## Task prompt
Please print the records below exactly as they are written.

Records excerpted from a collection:
********

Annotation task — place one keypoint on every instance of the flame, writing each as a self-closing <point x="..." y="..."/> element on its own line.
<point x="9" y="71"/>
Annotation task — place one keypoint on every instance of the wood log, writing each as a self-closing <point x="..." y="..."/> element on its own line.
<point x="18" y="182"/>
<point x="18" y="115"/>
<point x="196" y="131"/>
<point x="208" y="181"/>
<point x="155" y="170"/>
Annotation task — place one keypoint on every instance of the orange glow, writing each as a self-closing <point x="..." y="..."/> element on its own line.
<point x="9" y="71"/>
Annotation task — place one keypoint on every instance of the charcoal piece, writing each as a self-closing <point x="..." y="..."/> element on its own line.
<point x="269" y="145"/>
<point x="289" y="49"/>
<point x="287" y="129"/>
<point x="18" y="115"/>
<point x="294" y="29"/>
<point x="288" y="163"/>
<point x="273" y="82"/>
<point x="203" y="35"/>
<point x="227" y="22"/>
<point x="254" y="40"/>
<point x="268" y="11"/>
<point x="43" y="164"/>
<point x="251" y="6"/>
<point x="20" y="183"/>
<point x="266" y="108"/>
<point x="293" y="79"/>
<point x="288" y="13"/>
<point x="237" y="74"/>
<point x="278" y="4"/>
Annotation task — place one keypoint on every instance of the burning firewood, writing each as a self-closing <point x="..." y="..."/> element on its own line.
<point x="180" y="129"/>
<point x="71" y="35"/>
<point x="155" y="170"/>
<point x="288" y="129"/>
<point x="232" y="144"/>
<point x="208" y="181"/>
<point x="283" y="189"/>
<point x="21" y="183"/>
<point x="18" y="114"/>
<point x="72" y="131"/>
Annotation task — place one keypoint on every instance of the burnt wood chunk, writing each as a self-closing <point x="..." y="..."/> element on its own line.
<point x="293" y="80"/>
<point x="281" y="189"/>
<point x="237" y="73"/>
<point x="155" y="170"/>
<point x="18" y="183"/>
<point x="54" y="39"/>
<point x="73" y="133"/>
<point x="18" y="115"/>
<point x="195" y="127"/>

********

## Response
Annotation task — place one keypoint on every instance of the flame, writing each as a self-closing <point x="..." y="..."/> element on its own line.
<point x="9" y="71"/>
Annotation task — place one keypoint on every instance of the wood log, writing each as a self-closing <point x="..." y="..."/> element on its own line.
<point x="18" y="182"/>
<point x="18" y="115"/>
<point x="196" y="131"/>
<point x="208" y="181"/>
<point x="155" y="170"/>
Annotation task — place one keypoint on every instance of the orange glow, writing each as a self-closing <point x="..." y="..."/> element on its own line.
<point x="9" y="71"/>
Annotation task — place one keypoint on every instance of the charcoal piece, writing each as a self-closing <point x="..." y="..."/> element on its own line.
<point x="269" y="145"/>
<point x="289" y="49"/>
<point x="287" y="129"/>
<point x="18" y="115"/>
<point x="294" y="29"/>
<point x="288" y="163"/>
<point x="273" y="82"/>
<point x="203" y="35"/>
<point x="227" y="22"/>
<point x="254" y="40"/>
<point x="268" y="11"/>
<point x="43" y="164"/>
<point x="251" y="6"/>
<point x="20" y="183"/>
<point x="266" y="108"/>
<point x="293" y="79"/>
<point x="288" y="13"/>
<point x="237" y="74"/>
<point x="278" y="4"/>
Annotation task — place one keypoint on every instance of the burning firewood, writing each as a self-closing <point x="..." y="..."/> element on its own line.
<point x="180" y="129"/>
<point x="71" y="35"/>
<point x="155" y="170"/>
<point x="288" y="129"/>
<point x="232" y="144"/>
<point x="208" y="181"/>
<point x="283" y="189"/>
<point x="21" y="183"/>
<point x="18" y="114"/>
<point x="72" y="131"/>
Annotation task — place one keypoint on every instance of the burnt wood chunk, writing each as a self-closing <point x="..." y="..."/> element on its own line.
<point x="293" y="80"/>
<point x="281" y="189"/>
<point x="237" y="73"/>
<point x="155" y="170"/>
<point x="18" y="183"/>
<point x="54" y="39"/>
<point x="73" y="133"/>
<point x="18" y="115"/>
<point x="195" y="127"/>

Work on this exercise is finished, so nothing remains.